### Task item:
In the text about leaving the United States, condense the paragraph beginning "With what's left of his GI Bill" into a short bulleted list of its main facts.

### Document text:

Leaving the U.S. Forever

Tomorrow he’ll leave the United States of America for good, and I can’t think of a single reason to tell him why that’s a bad idea.

I’ve known him all my life. He’s family. Not close. But we’re related. I ever saw him all that much. But the chances are now that I’ll never see him again.

I don’t get to Thailand much.

He’s career military. Navy. Retired now. An MP. Faced down bad guys with guns everywhere from the steaming jungles of Columbia to the harbors of Indonesia.

If it’s a place on earth, he’s been there. So empty platitudes of patriotism don’t mean much to him. He’s served.

With what’s left of his GI Bill he’s going to finish his teaching degree in Thailand and teach English as a second language. Because here in the United States, there are no jobs. Not really. Not for him. In the blood lust frenzy to cut government funding these past six months and control that deficit that’s been tossed over the vulnerable and the weary like a ripped, scraggly blanket that will never keep out the cold; there have been zero job creation bills passed by the U.S. Congress. So there are no jobs. Especially if you’re over 50. And being a veteran doesn’t really make a difference in daily living. A parade and a politician’s speech do not pay a mortgage. Nor does the tiny stipend he gets.

Private industry? The world does not need too many more “Security Consultants.” Especially ones who are weary of the guns and the death. There is no job for him here.

So he’s leaving.

A lot of us talk about leaving. “If this person wins the election, if they yank away collective bargaining, if corporate profits get any higher, if I can’t afford to go to the doctor—there are millions of solid, individual good reasons to leave. Lots of us talk about it.

He’s doing it.

It’s been four years now since he scattered his Mom’s ashes off the windy, sun struck coast of San Diego. Her Irish heritage taken by the wind. And his Irish, American Indian Dad, his crinkly smiling eyes and movie star good looks has been gone for years. Finally, his brother. His brother battled hard through seven years with the cancer. But then his time came too.

### Data records:
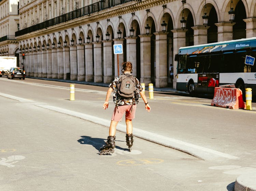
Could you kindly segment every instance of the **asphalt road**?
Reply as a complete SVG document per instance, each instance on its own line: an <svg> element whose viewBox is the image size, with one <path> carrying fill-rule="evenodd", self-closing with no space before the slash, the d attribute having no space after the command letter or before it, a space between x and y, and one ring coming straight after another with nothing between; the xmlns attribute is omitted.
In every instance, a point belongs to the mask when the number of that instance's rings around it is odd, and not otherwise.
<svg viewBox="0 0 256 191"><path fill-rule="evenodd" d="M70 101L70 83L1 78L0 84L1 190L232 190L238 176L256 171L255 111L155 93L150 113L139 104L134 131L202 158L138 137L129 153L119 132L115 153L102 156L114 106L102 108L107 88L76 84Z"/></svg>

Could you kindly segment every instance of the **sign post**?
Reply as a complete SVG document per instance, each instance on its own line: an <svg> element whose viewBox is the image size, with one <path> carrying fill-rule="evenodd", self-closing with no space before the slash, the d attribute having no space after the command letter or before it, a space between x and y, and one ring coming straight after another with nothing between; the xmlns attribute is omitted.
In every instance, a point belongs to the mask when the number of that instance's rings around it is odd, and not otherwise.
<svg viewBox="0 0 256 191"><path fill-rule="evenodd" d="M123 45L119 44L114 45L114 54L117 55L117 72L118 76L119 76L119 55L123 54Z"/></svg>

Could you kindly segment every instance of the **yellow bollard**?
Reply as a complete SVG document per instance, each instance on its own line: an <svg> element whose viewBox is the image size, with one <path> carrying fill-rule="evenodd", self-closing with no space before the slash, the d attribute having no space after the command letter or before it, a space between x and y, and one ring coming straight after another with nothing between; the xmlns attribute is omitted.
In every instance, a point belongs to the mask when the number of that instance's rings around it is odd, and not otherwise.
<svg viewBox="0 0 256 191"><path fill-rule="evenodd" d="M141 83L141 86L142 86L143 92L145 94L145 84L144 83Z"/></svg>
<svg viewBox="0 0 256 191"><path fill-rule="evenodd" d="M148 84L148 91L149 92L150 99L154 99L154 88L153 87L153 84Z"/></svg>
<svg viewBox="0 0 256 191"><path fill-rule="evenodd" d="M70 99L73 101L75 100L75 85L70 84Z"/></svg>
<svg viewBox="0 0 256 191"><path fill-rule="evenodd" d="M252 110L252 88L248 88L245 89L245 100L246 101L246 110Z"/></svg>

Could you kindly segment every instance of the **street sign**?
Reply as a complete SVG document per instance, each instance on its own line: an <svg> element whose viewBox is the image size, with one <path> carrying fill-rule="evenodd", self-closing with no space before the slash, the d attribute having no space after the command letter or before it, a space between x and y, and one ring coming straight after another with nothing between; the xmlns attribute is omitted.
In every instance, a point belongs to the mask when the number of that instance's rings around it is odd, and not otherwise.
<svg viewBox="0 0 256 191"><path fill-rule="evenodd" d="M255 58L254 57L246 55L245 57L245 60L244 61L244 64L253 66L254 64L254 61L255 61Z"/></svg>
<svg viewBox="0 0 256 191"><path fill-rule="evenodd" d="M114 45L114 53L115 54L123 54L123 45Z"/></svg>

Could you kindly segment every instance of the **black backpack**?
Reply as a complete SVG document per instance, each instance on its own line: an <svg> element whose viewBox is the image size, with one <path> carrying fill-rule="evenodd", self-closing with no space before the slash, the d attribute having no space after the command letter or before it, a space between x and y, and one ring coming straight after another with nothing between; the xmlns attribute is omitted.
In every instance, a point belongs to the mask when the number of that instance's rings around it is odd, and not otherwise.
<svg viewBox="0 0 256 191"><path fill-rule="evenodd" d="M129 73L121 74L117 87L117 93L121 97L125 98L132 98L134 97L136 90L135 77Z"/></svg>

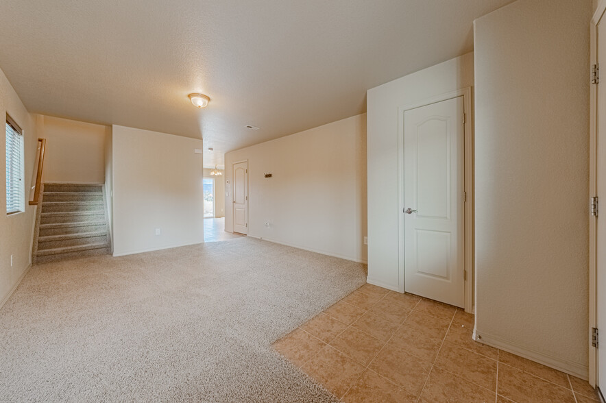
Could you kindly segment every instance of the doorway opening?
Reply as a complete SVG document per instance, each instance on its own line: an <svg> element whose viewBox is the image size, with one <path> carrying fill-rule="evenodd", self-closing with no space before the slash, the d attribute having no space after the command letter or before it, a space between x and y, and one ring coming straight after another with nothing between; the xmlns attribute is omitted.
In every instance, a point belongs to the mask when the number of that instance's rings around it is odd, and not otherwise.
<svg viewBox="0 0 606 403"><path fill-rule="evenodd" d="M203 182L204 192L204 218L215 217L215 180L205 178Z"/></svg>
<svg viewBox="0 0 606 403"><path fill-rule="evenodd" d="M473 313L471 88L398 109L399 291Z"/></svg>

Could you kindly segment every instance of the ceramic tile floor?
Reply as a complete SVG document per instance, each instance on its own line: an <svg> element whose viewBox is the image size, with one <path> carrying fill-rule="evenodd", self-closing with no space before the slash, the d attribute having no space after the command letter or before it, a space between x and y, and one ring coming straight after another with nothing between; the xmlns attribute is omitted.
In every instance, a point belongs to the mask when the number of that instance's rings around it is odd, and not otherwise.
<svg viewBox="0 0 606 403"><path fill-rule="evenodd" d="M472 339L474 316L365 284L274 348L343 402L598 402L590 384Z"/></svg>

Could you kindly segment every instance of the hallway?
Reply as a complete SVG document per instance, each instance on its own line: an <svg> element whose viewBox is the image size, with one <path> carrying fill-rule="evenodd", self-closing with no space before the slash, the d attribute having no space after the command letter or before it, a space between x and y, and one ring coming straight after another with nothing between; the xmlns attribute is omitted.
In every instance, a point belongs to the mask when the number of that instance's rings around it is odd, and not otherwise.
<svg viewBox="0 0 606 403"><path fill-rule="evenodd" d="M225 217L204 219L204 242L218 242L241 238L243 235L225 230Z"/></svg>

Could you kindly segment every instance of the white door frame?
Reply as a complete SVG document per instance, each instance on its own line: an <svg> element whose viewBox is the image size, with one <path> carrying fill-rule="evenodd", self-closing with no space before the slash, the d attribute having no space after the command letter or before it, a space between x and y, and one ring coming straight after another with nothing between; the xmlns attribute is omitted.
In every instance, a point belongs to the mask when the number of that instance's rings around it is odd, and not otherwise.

==

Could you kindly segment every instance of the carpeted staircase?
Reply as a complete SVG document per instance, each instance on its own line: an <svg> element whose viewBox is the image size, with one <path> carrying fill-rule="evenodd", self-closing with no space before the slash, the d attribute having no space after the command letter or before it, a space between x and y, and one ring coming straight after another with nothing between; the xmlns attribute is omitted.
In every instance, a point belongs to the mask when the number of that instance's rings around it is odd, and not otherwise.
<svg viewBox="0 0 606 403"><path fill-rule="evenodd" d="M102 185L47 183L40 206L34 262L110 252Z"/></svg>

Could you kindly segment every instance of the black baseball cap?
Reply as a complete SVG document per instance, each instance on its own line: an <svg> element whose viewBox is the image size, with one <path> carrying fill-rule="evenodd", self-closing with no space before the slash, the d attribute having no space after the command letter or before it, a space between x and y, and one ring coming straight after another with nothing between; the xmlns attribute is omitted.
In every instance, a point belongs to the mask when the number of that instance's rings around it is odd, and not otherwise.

* * *

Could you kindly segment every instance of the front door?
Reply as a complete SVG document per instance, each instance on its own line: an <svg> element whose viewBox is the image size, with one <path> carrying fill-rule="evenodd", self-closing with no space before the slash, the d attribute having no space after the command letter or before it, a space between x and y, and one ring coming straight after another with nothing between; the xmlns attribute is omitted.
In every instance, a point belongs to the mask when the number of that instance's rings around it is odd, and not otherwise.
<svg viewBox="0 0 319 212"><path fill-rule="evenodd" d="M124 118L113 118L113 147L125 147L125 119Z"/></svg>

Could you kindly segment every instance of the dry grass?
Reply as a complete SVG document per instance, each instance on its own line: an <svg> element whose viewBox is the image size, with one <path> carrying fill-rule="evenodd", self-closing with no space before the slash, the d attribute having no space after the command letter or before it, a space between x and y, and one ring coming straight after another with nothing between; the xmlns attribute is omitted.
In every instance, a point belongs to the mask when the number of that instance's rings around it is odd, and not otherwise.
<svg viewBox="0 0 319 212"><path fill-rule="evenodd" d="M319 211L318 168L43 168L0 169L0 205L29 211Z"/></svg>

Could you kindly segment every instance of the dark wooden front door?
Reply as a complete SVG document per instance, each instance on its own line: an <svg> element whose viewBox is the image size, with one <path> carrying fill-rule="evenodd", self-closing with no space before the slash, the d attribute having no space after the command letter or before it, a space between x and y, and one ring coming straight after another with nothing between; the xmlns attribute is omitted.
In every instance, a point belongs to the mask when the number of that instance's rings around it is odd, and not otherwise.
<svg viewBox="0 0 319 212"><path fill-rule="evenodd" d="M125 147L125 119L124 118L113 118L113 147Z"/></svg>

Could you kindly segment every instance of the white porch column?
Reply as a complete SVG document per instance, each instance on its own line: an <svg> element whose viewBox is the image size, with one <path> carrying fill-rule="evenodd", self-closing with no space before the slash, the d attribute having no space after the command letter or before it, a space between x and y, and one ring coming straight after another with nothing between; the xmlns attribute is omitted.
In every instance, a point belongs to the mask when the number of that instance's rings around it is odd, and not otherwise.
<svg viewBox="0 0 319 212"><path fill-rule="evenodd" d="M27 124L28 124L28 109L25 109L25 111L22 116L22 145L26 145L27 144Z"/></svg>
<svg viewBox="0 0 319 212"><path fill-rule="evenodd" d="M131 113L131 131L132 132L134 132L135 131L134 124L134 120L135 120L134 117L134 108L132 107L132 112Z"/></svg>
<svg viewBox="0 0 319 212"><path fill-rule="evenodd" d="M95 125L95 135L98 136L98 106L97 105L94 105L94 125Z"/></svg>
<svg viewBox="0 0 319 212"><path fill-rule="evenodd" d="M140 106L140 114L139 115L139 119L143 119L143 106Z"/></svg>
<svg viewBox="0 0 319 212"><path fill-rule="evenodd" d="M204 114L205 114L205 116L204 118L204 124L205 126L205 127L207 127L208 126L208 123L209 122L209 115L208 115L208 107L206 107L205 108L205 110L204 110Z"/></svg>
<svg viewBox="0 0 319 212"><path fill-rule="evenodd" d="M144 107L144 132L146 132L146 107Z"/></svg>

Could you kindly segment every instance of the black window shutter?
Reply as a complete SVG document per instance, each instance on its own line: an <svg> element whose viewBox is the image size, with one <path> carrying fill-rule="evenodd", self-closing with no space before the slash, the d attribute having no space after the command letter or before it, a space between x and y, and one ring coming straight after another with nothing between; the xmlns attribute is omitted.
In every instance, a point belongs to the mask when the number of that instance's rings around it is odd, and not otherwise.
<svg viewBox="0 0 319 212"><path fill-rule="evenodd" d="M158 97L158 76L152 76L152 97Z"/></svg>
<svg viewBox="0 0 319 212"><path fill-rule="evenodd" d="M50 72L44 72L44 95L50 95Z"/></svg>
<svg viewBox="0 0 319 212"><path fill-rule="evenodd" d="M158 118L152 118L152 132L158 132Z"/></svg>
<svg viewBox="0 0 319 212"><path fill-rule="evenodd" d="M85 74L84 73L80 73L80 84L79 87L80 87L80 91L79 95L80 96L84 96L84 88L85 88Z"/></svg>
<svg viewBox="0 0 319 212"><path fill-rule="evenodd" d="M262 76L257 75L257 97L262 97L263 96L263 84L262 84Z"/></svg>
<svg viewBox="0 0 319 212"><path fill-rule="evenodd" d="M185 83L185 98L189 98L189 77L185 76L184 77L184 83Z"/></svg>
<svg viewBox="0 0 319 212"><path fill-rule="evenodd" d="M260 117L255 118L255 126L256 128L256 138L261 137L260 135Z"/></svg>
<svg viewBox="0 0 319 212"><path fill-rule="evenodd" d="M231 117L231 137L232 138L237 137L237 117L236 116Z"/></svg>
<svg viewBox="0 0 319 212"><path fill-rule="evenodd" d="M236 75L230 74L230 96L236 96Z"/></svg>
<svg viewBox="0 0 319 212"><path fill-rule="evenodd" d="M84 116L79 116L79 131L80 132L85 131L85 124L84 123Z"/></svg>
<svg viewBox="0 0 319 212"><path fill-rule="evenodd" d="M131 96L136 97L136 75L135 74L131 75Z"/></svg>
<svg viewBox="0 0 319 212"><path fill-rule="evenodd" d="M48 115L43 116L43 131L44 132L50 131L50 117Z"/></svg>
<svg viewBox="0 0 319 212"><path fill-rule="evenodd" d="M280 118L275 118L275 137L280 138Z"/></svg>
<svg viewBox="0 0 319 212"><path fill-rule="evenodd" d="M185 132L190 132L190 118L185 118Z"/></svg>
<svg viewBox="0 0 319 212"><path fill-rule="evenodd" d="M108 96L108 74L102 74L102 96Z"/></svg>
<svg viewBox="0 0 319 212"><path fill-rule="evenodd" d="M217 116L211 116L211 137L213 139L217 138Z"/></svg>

### Output of the exercise:
- He will use the rest of his GI Bill to finish a teaching degree in Thailand and then teach English as a second language.
- There are no jobs for him in the United States.
- Over the past six months, the push to cut government funding and control the deficit has produced no job creation bills from Congress.
- Jobs are especially scarce for people over 50.
- Being a veteran makes little difference in daily living. Parades, politicians' speeches and his small stipend do not pay a mortgage.